Direction: In the listing below, reproduce word for word the lines from the one containing "Query: vegetation on cliff" up to and including the one containing "139), (125, 136)]".

Mask labeling listing:
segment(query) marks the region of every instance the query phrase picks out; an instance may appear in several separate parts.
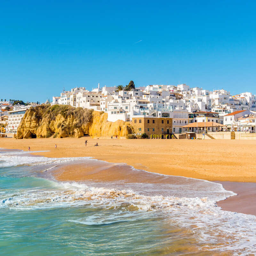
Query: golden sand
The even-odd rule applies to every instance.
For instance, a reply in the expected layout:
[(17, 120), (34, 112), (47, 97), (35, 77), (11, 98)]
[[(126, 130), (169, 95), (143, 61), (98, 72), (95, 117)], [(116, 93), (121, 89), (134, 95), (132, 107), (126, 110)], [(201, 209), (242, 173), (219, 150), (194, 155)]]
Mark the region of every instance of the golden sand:
[[(96, 142), (100, 147), (94, 146)], [(29, 146), (31, 151), (50, 150), (35, 153), (48, 157), (91, 156), (163, 174), (256, 182), (254, 140), (0, 138), (0, 148), (27, 151)]]

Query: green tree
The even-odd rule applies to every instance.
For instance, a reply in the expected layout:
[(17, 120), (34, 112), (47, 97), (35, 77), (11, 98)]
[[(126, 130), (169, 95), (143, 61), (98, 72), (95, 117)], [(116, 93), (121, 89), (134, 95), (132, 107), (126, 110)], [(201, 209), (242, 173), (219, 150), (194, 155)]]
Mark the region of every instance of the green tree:
[(142, 139), (148, 139), (148, 134), (146, 133), (146, 132), (144, 132), (144, 133), (141, 134)]
[(118, 84), (116, 86), (116, 92), (119, 92), (119, 91), (123, 91), (124, 87), (122, 84)]
[(131, 91), (132, 89), (135, 89), (135, 84), (134, 84), (134, 82), (131, 80), (129, 84), (125, 86), (125, 91)]

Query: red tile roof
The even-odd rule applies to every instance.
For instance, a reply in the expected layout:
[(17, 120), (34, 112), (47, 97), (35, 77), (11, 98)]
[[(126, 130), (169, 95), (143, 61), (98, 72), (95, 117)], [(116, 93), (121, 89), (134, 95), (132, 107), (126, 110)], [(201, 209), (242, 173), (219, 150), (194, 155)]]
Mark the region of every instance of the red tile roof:
[(228, 115), (226, 115), (224, 116), (234, 116), (235, 115), (236, 115), (239, 113), (241, 113), (241, 112), (243, 112), (244, 111), (246, 111), (246, 110), (239, 110), (238, 111), (235, 111), (235, 112), (232, 112), (232, 113), (229, 113)]

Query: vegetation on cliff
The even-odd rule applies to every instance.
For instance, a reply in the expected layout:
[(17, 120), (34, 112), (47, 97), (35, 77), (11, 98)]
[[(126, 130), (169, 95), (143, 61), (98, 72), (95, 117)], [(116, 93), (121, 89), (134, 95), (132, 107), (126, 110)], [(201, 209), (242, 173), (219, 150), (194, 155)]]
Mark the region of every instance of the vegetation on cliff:
[(133, 132), (129, 124), (107, 120), (108, 114), (68, 105), (42, 105), (28, 109), (18, 128), (17, 139), (125, 136)]

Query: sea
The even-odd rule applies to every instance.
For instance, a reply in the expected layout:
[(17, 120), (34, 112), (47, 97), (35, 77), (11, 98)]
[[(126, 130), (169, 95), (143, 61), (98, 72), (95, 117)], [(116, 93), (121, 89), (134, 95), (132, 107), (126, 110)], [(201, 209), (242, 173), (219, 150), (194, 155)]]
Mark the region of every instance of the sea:
[(256, 255), (256, 217), (218, 207), (220, 184), (31, 153), (0, 148), (1, 255)]

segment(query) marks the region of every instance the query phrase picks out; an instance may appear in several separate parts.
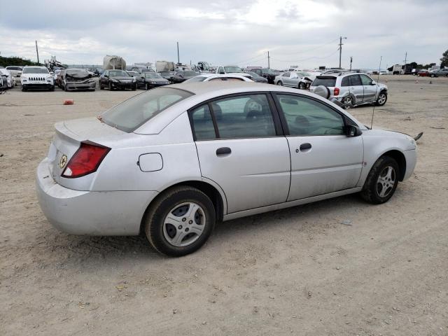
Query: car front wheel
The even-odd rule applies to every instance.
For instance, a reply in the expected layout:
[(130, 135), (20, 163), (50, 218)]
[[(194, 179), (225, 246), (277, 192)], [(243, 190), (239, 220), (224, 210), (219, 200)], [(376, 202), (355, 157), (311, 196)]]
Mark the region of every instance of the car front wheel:
[(145, 232), (161, 253), (178, 257), (199, 249), (215, 225), (215, 209), (202, 191), (175, 187), (161, 194), (145, 217)]
[(387, 94), (386, 92), (379, 92), (378, 99), (377, 99), (377, 105), (378, 106), (382, 106), (387, 102)]
[(361, 197), (374, 204), (389, 200), (398, 185), (398, 164), (388, 156), (382, 156), (373, 164), (367, 176)]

Response below:
Query: vegetation on cliff
The even-odd rule applies to every instance.
For instance, a reply in the expected layout:
[(17, 120), (34, 112), (47, 97), (35, 77), (11, 98)]
[[(126, 130), (169, 95), (143, 61), (98, 72), (95, 117)], [(116, 93), (121, 89), (134, 95), (132, 107), (126, 110)], [(201, 209), (242, 173), (219, 150), (194, 155)]]
Mark the region of every instance of the vegetation on cliff:
[(133, 132), (129, 124), (107, 120), (108, 114), (68, 105), (42, 105), (28, 109), (18, 128), (17, 139), (125, 136)]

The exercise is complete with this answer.